Work required >>
Repeat exactly the lines below that lie between the line with "Annotation guideline: for every instance of the green" and the line with "Annotation guideline: for every instance of the traffic", counting both of those lines as part of the answer.

Data records >>
┄┄┄┄┄┄┄┄┄┄
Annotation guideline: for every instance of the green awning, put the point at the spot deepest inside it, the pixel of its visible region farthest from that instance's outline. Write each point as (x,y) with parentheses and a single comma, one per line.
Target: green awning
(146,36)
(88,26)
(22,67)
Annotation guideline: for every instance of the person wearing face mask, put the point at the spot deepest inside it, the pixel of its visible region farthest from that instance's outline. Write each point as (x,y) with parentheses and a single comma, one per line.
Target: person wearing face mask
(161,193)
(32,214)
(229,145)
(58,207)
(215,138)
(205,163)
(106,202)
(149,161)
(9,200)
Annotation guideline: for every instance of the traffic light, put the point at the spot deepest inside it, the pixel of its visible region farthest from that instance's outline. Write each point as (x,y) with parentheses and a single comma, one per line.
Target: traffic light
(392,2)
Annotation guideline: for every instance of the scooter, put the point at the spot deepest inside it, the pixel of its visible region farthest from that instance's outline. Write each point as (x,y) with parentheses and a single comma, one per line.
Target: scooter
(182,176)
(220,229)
┄┄┄┄┄┄┄┄┄┄
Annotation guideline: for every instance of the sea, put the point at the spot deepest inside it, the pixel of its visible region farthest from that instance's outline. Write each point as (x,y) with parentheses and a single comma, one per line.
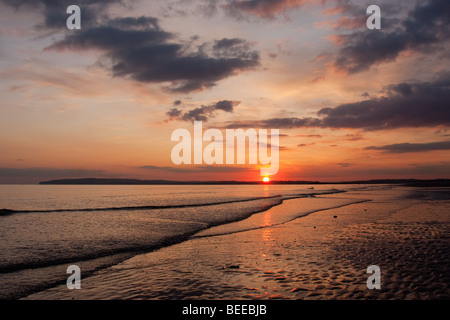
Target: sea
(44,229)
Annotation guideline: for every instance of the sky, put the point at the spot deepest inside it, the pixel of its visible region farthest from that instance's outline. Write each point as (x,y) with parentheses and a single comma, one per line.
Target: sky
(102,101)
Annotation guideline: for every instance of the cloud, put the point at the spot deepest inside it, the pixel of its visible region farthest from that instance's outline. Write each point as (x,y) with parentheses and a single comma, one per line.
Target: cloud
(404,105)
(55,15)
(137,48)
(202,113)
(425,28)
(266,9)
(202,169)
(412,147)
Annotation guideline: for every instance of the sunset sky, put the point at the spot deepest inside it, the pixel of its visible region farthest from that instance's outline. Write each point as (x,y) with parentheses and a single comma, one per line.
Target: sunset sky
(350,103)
┄┄┄┄┄┄┄┄┄┄
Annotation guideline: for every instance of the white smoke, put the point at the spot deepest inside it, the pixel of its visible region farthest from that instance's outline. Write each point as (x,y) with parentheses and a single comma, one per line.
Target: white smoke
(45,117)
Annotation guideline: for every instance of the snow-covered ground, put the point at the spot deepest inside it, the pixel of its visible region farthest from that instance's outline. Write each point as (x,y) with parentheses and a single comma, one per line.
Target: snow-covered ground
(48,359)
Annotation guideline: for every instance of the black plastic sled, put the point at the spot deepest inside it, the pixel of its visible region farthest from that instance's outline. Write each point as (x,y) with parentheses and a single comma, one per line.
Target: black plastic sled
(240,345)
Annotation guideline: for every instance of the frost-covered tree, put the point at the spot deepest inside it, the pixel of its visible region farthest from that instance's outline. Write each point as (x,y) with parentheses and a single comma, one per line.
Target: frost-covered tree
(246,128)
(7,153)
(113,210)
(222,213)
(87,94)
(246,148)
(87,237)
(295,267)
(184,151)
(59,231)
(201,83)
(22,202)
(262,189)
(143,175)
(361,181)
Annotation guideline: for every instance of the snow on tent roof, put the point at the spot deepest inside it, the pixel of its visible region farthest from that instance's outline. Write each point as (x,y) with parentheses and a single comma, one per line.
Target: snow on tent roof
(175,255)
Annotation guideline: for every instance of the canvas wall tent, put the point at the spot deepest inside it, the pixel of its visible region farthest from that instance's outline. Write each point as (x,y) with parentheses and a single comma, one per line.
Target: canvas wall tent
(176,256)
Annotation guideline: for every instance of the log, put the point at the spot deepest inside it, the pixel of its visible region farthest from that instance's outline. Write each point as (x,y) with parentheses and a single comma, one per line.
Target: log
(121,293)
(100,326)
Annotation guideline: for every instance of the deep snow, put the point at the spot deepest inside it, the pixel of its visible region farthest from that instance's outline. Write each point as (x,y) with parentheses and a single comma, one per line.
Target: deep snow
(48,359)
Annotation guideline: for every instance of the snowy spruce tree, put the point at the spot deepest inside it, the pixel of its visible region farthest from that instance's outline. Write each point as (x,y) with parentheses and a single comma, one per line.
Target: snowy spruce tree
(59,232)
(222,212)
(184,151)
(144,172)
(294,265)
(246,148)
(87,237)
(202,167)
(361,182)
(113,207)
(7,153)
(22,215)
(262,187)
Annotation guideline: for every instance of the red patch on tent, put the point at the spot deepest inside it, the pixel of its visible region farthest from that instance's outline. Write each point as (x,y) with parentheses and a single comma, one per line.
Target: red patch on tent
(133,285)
┄┄┄┄┄┄┄┄┄┄
Task solution >>
Annotation guideline: for every instance of the green awning, put the point at the spot deepest inside it, the pixel of its visible region farthest from that instance's outline. Write each point as (x,y) with parentheses and a single comma, one per line.
Target: green awning
(146,36)
(88,26)
(22,67)
Annotation guideline: for every instance of the person wearing face mask, put the point at the spot deepest inside it, the pixel of its visible region farthest from that instance's outline. Write each point as (x,y) with parentheses and a single comma, one per line.
Target: person wearing face mask
(161,193)
(32,214)
(229,145)
(58,207)
(215,138)
(205,163)
(106,202)
(149,161)
(9,200)
Annotation guideline: for every instance of the traffic light, put the point at the spot deepest inside it, the pixel of its visible region farthest from that instance's outline. Write each point as (x,y) with parentheses and a single comma, one per line.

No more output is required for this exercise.